→ **Goal**
Rewrite the data below with every occurrence of "submerged grass" swapped for "underwater vegetation", leaving everything else unchanged.

[Stored data entries]

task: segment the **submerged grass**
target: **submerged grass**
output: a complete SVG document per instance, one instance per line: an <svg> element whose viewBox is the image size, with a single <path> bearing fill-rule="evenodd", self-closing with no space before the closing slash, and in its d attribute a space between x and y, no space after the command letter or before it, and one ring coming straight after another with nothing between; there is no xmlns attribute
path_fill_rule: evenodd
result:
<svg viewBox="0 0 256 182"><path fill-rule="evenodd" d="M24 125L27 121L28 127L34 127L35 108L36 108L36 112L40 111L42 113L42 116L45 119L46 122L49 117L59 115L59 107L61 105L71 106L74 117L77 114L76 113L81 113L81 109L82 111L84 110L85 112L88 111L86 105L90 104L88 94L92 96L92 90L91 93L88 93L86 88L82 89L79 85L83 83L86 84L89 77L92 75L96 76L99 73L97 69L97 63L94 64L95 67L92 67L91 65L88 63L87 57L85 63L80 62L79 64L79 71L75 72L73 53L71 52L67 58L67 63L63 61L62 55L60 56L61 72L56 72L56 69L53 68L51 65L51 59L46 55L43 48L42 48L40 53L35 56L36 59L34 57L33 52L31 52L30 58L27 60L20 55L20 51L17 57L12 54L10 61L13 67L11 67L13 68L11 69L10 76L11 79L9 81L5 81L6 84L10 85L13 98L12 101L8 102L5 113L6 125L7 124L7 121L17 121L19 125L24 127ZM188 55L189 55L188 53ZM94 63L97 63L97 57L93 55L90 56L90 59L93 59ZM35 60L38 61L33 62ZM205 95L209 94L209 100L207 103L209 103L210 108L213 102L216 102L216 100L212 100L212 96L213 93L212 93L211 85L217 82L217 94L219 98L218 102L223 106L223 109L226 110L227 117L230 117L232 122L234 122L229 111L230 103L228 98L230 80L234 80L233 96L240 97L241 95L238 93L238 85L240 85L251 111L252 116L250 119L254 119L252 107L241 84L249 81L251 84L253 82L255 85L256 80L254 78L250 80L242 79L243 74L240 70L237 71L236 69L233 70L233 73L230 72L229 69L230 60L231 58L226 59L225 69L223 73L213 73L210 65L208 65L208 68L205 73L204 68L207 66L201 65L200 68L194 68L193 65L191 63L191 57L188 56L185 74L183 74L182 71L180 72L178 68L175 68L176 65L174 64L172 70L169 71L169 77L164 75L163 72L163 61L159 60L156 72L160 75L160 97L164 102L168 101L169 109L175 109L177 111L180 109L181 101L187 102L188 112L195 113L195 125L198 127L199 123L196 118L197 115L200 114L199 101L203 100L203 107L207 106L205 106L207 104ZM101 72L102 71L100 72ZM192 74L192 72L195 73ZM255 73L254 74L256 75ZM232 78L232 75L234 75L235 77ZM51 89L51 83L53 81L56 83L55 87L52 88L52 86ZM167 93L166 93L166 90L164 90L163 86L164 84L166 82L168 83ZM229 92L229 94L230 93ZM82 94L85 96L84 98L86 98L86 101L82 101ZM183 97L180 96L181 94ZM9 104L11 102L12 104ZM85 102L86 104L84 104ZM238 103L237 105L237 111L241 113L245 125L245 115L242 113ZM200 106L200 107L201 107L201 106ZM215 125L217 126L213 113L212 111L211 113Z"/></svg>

→ **Result for this exercise**
task: segment the **underwater vegetation**
target: **underwater vegetation**
output: a complete SVG document per instance, one instance per line: an <svg> element whose viewBox is the image size, with a single <path> bearing fill-rule="evenodd", self-closing with no space before the closing slash, and in its d attribute a space between x and y, no space after the command letter or before it, and one ring coming straight after another with nothing between; there is no xmlns attribute
path_fill_rule: evenodd
result:
<svg viewBox="0 0 256 182"><path fill-rule="evenodd" d="M24 125L27 121L28 127L34 127L35 108L36 108L36 112L40 111L42 113L42 116L45 119L46 122L49 117L59 115L59 107L61 105L71 106L74 117L77 114L76 113L81 113L81 109L82 111L84 110L85 112L88 111L86 105L90 104L88 94L92 96L92 90L91 93L88 93L86 88L82 89L79 85L83 83L86 84L89 77L92 75L96 76L99 73L97 69L97 63L94 64L95 67L92 67L91 65L88 63L87 57L85 63L80 62L79 64L79 71L75 72L73 53L71 52L67 58L67 63L63 61L62 55L60 56L61 72L56 72L56 69L53 68L51 65L51 59L46 55L43 48L42 48L40 53L35 56L36 59L34 57L33 52L31 52L30 58L27 60L20 55L20 51L17 57L12 54L10 61L13 67L11 67L13 68L11 69L10 76L11 79L9 81L5 81L6 84L10 85L13 98L12 101L8 102L5 113L6 125L7 124L7 121L17 121L19 125L24 127ZM188 55L189 55L188 53ZM94 63L97 63L97 57L93 55L90 56L90 59L93 59ZM35 60L38 61L33 62ZM205 95L209 94L209 100L207 103L209 103L210 108L213 102L216 102L216 100L212 100L212 96L213 93L212 93L211 85L217 82L217 94L219 98L218 102L223 106L223 109L226 110L227 117L230 117L232 122L234 122L229 111L230 103L228 98L230 80L234 80L233 96L240 97L241 95L238 93L238 85L240 85L251 111L252 116L250 119L254 119L252 107L241 84L249 81L251 84L253 82L255 85L256 80L254 78L250 80L242 79L243 74L240 70L237 71L236 69L233 70L233 73L230 72L229 69L230 60L231 58L226 59L225 69L223 73L213 73L210 65L208 65L208 68L205 73L204 68L207 66L201 65L200 68L194 68L193 65L191 63L191 57L188 56L185 74L183 74L182 71L180 72L178 68L175 68L176 65L174 64L172 70L169 71L169 77L164 75L163 72L163 61L159 60L156 72L160 75L160 97L164 102L168 101L169 109L175 109L177 111L180 109L181 101L187 102L188 112L195 113L195 125L198 127L199 123L196 118L197 115L200 114L199 101L203 100L203 107L207 106L205 106L207 104ZM101 72L102 71L100 72ZM192 74L192 72L195 73ZM255 73L254 74L256 75ZM232 78L232 75L234 75L235 77ZM51 89L51 83L53 81L56 83L55 87L52 88L52 86ZM167 93L166 93L166 90L164 90L163 86L164 84L166 82L168 83ZM229 92L229 94L230 93ZM82 94L85 96L84 98L86 98L86 101L82 101ZM183 97L180 96L181 94ZM9 104L11 102L12 104ZM85 102L86 104L84 104ZM238 103L237 105L237 111L241 113L245 125L245 115L242 113ZM200 106L200 107L201 107L201 106ZM215 125L217 126L213 113L212 111L211 113Z"/></svg>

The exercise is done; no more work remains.